▶ **Short problem**
Copy the records from the line containing "task: segment the <item>oval mirror</item>" through the end of the records, both included, and shift every coordinate in the answers by -12.

Named region outline records:
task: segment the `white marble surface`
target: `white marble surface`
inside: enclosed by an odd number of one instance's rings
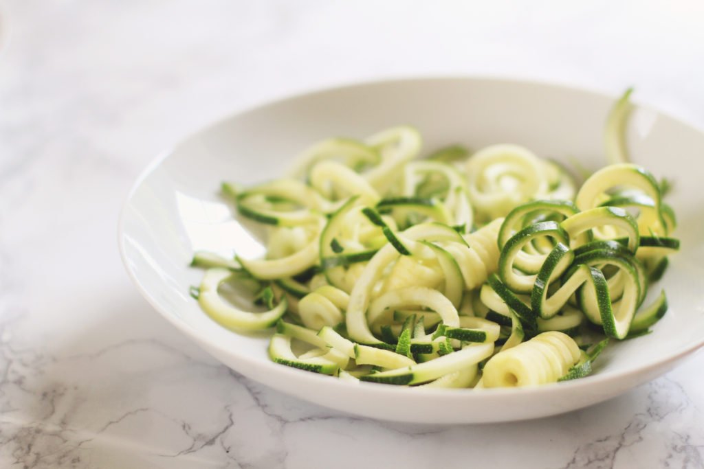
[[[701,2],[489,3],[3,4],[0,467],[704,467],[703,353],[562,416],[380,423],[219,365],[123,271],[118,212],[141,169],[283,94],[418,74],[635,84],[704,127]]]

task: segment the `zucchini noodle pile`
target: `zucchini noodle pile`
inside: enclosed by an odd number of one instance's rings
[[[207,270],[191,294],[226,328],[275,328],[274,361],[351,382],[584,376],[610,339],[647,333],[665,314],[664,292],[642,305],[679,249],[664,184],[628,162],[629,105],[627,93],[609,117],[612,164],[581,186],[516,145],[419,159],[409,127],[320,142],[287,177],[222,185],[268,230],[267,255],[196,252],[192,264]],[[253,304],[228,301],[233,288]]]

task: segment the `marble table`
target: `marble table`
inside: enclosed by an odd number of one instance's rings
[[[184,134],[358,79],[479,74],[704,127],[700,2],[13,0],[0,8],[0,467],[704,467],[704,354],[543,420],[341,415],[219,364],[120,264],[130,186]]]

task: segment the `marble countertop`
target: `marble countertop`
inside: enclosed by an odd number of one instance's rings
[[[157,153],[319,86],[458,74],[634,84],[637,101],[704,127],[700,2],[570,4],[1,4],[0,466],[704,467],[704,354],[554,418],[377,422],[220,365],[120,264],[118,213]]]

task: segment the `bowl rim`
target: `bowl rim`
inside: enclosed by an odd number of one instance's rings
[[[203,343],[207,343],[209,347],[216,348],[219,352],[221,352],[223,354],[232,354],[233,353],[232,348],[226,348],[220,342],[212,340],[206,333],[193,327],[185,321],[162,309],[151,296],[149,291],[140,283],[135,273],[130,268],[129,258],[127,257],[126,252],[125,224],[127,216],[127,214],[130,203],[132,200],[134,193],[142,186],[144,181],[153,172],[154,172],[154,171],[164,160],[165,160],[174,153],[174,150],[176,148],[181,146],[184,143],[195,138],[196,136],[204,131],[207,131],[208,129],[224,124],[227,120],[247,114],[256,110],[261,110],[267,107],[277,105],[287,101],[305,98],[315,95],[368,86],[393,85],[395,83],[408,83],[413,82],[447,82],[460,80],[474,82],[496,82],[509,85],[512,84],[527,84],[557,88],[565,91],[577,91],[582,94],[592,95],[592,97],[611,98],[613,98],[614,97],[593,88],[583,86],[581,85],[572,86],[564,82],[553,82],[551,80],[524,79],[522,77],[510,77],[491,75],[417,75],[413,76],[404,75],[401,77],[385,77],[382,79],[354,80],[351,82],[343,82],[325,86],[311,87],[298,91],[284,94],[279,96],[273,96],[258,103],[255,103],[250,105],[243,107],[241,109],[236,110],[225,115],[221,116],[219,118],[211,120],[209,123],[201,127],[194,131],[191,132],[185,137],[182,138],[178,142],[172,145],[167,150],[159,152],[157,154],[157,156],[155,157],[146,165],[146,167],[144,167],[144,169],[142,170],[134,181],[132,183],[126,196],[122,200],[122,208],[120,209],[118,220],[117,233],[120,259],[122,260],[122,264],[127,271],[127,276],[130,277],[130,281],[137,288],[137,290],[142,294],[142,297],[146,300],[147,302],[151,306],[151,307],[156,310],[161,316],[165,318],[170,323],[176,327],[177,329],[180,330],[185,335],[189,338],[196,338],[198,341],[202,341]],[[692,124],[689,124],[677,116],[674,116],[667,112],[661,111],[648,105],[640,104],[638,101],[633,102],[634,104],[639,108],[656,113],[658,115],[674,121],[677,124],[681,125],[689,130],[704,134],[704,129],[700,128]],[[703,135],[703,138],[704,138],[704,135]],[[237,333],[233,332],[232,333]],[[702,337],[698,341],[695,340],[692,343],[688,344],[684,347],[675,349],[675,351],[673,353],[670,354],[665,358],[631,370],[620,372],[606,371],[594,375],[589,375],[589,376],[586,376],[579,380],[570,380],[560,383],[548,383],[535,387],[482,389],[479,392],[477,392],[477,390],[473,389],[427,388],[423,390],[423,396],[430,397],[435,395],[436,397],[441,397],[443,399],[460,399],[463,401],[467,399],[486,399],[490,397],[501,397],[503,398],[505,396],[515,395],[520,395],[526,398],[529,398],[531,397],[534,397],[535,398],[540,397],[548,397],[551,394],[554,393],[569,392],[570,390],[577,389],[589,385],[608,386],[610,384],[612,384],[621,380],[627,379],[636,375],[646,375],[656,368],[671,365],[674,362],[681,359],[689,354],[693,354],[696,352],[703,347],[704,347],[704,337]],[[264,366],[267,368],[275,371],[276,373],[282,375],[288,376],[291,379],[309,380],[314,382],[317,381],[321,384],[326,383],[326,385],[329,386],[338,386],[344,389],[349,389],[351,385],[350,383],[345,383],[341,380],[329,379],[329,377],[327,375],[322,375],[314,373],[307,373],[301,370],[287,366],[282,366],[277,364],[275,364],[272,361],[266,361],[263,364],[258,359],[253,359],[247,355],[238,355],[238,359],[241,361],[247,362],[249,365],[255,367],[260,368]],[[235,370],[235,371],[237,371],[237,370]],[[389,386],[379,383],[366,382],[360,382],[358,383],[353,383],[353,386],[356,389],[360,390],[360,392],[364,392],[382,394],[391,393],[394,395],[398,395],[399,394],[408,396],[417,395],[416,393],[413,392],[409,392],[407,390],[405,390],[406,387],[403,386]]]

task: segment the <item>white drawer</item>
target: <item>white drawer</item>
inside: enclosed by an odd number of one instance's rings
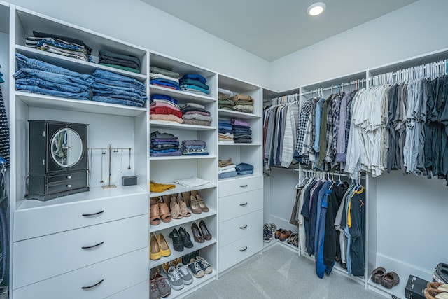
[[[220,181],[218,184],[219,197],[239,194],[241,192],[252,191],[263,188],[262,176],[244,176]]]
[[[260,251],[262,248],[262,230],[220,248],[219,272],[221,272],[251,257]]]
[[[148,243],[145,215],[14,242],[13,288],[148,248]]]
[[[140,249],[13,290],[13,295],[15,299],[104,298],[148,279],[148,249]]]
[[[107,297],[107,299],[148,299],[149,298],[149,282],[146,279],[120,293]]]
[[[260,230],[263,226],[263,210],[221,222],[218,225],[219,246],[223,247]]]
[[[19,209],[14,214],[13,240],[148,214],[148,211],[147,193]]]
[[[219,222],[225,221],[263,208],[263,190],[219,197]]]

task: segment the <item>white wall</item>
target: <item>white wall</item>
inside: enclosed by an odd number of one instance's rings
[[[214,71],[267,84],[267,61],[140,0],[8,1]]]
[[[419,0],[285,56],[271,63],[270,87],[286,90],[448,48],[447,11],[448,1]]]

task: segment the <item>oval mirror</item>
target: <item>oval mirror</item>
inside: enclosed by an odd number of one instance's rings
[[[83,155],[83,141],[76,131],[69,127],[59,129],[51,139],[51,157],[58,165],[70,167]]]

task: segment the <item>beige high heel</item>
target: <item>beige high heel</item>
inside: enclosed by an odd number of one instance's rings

▶ **Answer below**
task: segment the <item>oval mirror</item>
target: <item>oval mirror</item>
inside: enclosed by an odd number of one instance's rings
[[[71,143],[71,129],[64,119],[57,115],[47,117],[39,127],[39,145],[46,153],[58,155]]]

task: segment the <item>beige high heel</item>
target: <item>beige high heel</item>
inside: enclosed by an odd number of one instance's rings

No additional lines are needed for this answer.